─── TEXT ───

The use of online banking, e-mail, social media, and the internet in general has made identity theft a highly prosecuted crime over the past couple of decades. The crime of identity theft requires that someone steals another person's identity by using their personal information (e.g. Social Security number, birthdate, name) for fraudulent purposes or financial gain. If convicted of identity theft, you could face serious consequences, particularly if the victim is an elderly or disabled person, or military person.
Identity theft can occur in a variety of ways. In many cases, a perpetrator accesses someone's bank account or credit card and fraudulently makes purchases or withdraws money. They may also use the victim's identity to take out loans and new credit cards, thereby destroying the victim's credit.
There are also many identity theft cases that involve stealing someone's medical identity to make false insurance claims. In some cases, the perpetrator may even use several victims' information to create an entirely new identity to open accounts, acquire goods and services, and engage in other fraudulent activity.

─── DATA RECORDS ───

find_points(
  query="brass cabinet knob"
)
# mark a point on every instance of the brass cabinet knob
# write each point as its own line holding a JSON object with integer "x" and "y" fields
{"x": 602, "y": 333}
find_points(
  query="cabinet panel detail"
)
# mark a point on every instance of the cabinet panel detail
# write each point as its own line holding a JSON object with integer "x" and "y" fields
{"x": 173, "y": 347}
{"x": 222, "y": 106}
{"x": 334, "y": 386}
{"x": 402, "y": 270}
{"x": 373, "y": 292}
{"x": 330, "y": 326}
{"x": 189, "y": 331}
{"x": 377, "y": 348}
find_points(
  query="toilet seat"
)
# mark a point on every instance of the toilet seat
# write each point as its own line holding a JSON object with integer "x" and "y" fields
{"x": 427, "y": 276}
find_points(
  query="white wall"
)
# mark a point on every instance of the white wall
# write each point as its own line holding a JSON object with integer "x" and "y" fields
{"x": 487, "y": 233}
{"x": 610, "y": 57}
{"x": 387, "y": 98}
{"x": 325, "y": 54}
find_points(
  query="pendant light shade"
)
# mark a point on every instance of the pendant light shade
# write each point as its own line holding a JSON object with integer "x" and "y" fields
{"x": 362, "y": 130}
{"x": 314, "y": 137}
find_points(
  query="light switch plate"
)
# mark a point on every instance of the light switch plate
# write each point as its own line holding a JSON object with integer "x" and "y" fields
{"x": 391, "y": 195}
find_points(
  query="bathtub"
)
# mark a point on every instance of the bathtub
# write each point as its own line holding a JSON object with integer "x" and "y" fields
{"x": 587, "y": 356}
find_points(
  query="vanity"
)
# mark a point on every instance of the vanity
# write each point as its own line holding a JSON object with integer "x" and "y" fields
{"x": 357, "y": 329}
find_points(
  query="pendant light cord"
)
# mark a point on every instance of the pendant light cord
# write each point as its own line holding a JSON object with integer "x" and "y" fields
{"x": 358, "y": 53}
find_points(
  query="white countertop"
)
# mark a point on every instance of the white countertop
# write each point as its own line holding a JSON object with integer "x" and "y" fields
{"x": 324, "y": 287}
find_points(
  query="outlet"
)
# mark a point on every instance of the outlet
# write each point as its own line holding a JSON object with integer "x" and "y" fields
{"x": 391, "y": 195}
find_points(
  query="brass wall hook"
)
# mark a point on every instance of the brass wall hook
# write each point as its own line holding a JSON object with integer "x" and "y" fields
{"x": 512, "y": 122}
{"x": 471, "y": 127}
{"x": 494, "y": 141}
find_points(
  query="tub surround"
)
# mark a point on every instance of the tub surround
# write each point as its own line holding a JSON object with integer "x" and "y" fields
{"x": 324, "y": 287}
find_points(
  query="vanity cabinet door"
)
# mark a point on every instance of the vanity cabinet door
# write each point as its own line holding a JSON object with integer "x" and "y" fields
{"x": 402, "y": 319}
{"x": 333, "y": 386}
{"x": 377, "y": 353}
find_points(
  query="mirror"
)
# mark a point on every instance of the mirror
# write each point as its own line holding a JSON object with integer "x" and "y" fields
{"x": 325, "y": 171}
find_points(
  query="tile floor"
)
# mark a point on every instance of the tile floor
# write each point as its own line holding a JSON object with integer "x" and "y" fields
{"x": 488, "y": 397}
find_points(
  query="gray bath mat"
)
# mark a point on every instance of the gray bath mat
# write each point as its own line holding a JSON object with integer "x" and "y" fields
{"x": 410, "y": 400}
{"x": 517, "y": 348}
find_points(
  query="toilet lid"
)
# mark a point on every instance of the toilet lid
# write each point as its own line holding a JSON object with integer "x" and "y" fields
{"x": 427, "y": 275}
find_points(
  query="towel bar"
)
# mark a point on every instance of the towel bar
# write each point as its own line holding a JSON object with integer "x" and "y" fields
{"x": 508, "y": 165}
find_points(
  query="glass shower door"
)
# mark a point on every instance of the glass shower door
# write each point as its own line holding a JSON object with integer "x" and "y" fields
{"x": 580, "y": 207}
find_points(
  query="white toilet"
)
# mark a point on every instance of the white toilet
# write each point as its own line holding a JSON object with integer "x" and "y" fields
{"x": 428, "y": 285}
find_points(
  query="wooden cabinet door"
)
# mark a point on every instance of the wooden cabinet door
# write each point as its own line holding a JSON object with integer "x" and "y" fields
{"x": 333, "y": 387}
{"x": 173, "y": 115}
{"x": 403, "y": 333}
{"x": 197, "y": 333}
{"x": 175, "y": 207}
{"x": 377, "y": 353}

───

**WHAT YOU NEED TO DO:**
How would the text on identity theft continue? Write the next part, beginning after its last sentence.

**EXERCISE RESPONSE:**
Defending against identity theft can be difficult, but an experienced attorney may be able to help. The best way to defend against your charges is to prove that you did not have the requisite intent to commit identity fraud. Also remember it is the prosecutor's job to prove that you committed the crime, so you can also defend yourself by showing that the prosecutor lacks the necessary evidence to convict you. Regardless of the type of crime you've been accused of, it's important to have experienced legal guidance.